__Task to complete__
Extract every line of the records that contains the string "fence".

- - - - -

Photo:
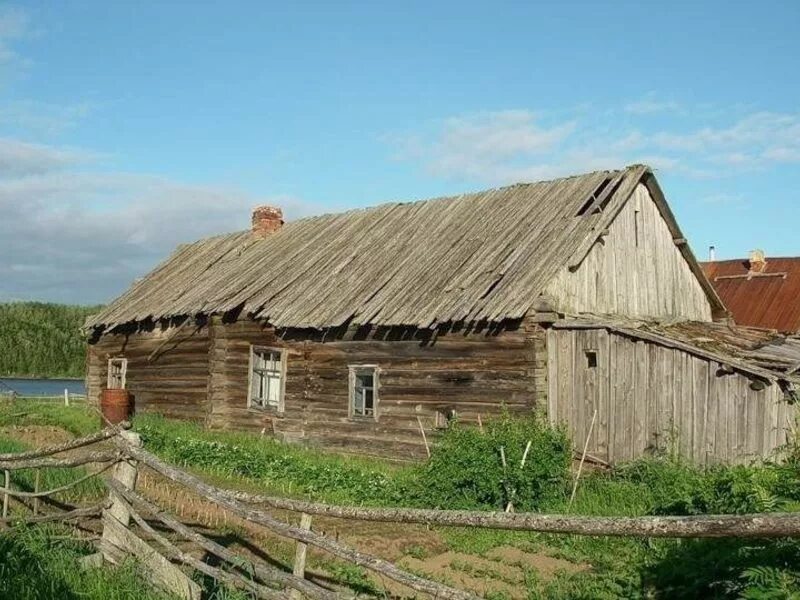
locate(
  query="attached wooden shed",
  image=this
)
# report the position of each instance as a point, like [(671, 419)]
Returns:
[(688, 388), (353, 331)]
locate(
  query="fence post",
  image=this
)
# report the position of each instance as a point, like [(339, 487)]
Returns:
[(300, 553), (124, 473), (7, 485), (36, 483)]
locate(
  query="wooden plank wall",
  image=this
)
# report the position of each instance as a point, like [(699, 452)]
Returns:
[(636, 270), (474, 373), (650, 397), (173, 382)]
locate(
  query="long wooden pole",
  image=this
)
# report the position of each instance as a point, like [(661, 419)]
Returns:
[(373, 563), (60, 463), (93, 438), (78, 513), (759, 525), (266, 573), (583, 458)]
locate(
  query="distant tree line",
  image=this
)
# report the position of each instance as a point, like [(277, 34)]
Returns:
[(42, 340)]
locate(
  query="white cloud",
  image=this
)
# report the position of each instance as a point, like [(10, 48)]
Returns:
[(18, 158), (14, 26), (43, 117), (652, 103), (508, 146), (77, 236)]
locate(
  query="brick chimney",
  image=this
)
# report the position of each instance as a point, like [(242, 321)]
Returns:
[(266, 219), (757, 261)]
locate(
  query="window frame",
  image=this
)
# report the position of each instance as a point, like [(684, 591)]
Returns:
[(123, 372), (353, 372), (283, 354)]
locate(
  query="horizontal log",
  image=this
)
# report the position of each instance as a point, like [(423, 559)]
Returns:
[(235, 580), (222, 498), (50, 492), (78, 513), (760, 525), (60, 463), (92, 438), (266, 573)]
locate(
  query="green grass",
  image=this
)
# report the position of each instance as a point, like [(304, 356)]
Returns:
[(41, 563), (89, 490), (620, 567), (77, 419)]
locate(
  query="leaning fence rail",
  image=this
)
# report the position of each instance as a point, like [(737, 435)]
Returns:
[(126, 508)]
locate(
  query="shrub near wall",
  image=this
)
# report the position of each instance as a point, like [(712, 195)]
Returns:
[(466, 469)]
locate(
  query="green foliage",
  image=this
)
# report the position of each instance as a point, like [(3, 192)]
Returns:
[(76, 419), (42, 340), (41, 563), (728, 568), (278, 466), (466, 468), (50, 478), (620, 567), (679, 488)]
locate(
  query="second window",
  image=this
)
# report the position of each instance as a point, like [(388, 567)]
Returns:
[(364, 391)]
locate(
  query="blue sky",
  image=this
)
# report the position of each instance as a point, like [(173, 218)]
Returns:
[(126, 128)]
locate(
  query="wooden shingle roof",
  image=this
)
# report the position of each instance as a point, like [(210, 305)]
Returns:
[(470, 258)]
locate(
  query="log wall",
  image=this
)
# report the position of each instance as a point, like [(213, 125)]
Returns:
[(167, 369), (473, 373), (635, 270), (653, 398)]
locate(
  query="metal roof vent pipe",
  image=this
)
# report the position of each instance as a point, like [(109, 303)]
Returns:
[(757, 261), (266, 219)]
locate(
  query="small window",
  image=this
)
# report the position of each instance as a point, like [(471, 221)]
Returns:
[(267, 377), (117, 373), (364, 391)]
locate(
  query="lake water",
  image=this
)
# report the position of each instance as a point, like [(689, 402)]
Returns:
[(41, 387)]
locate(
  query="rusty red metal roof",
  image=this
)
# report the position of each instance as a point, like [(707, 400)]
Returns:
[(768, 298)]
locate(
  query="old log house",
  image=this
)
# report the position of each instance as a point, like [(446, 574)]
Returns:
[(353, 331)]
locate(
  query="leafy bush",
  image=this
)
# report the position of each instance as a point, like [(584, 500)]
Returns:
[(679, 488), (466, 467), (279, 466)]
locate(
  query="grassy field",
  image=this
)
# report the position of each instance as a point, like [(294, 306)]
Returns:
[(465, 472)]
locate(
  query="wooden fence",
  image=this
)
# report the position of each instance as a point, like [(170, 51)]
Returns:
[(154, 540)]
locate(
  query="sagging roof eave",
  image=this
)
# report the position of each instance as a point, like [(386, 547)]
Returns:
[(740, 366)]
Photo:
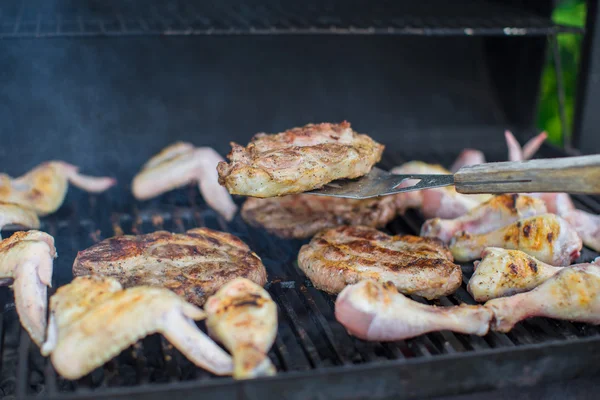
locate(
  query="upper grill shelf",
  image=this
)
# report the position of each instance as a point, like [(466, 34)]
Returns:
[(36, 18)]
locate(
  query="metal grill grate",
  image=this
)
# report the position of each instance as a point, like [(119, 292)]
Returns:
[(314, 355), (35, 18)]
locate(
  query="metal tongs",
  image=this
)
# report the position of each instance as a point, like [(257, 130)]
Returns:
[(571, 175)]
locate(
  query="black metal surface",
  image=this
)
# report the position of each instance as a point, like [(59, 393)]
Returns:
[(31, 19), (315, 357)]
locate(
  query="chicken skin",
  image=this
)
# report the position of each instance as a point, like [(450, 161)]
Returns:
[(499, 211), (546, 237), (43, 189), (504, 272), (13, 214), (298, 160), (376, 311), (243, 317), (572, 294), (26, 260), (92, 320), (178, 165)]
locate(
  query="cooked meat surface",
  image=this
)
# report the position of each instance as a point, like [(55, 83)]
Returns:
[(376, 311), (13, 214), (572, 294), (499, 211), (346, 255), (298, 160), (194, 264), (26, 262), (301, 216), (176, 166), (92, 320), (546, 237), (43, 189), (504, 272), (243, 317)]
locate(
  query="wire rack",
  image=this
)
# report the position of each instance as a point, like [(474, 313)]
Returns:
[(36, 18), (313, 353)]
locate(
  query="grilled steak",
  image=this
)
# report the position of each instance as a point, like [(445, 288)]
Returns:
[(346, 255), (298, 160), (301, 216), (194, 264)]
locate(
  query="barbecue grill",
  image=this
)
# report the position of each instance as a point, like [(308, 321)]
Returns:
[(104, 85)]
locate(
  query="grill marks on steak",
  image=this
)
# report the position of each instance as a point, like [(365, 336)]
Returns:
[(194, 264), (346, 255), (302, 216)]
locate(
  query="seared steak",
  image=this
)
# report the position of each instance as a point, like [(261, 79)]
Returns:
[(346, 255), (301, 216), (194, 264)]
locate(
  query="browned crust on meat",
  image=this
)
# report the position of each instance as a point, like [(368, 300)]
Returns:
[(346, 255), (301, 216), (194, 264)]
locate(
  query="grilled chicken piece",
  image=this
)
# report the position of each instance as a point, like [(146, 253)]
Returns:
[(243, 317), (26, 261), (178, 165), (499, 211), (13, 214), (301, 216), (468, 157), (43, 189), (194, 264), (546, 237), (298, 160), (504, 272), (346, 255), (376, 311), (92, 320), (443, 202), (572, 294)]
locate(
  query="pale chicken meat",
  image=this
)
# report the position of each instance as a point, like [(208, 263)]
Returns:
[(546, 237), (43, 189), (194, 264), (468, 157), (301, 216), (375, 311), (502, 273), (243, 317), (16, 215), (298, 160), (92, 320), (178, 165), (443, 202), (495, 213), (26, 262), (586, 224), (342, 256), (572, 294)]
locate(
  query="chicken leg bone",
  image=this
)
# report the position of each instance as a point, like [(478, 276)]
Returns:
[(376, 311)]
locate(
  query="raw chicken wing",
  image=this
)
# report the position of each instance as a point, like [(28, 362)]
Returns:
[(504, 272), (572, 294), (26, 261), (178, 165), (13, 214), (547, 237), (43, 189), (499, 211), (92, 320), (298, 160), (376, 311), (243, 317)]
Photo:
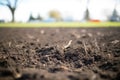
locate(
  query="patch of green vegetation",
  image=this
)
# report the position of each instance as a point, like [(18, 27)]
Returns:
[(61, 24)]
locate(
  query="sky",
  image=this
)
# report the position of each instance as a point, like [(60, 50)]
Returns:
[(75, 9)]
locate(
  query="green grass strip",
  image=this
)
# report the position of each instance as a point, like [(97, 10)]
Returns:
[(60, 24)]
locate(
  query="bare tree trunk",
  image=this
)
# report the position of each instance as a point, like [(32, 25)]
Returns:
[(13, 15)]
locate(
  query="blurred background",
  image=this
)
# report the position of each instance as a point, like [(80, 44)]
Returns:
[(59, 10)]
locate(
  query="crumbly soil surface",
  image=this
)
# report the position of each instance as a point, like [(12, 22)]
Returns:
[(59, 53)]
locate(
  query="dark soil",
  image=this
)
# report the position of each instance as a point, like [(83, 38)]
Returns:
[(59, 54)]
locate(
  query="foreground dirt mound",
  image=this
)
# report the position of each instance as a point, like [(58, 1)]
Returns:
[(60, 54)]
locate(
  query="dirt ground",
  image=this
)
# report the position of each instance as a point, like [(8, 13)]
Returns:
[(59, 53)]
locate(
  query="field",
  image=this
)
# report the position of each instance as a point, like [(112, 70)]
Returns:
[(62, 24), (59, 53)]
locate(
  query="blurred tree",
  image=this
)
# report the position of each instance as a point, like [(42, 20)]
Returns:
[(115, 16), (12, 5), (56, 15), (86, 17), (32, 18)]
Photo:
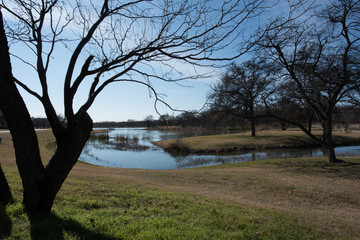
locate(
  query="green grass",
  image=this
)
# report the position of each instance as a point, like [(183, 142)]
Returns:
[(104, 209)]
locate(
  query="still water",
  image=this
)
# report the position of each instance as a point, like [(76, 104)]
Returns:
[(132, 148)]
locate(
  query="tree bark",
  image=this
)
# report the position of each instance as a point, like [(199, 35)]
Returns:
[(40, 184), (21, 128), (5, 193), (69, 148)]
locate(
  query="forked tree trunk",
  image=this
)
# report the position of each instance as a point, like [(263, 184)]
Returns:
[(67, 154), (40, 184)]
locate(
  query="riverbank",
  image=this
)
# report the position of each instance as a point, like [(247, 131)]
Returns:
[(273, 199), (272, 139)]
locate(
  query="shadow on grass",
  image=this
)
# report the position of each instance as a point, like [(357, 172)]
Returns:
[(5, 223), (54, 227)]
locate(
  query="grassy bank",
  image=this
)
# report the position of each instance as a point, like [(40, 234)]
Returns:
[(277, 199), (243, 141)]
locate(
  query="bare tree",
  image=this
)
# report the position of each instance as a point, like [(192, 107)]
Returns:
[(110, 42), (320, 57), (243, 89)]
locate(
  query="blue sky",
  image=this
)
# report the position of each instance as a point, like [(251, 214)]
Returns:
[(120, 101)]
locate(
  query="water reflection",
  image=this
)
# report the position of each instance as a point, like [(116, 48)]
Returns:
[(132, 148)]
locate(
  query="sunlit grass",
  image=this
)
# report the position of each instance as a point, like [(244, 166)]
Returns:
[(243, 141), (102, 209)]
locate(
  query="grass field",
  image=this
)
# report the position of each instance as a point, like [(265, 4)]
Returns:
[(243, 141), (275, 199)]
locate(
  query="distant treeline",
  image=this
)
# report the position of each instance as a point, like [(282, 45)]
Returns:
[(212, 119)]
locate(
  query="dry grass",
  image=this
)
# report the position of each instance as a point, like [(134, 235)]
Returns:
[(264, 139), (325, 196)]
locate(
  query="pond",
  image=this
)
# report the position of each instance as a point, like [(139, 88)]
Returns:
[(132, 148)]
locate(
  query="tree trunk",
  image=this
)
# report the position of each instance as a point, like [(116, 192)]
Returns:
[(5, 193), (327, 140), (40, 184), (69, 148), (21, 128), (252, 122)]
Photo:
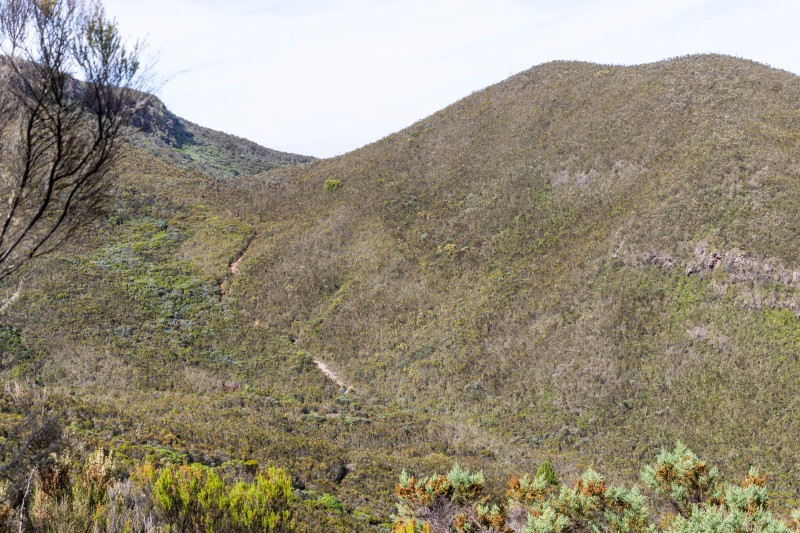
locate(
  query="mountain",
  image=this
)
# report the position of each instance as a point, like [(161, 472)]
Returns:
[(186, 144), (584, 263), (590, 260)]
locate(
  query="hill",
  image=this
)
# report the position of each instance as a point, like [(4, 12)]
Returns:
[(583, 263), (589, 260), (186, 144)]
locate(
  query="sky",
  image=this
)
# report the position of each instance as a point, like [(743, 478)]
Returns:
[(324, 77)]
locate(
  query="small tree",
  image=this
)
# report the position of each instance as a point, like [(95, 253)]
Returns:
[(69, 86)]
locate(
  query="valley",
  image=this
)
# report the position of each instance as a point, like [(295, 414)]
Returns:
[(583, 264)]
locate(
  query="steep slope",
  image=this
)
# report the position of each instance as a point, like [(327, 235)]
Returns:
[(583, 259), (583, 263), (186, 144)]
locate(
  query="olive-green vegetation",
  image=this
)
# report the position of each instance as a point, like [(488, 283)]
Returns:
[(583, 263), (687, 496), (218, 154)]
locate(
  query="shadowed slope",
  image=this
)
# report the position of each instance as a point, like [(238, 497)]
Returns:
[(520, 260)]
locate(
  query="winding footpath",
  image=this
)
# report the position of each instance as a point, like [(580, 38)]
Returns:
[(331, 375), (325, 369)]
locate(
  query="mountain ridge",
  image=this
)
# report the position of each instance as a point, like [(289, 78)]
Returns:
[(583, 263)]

- - - - -

__Answer to the task__
  query="fence post",
  query="leaning fence rail",
  query="wooden fence",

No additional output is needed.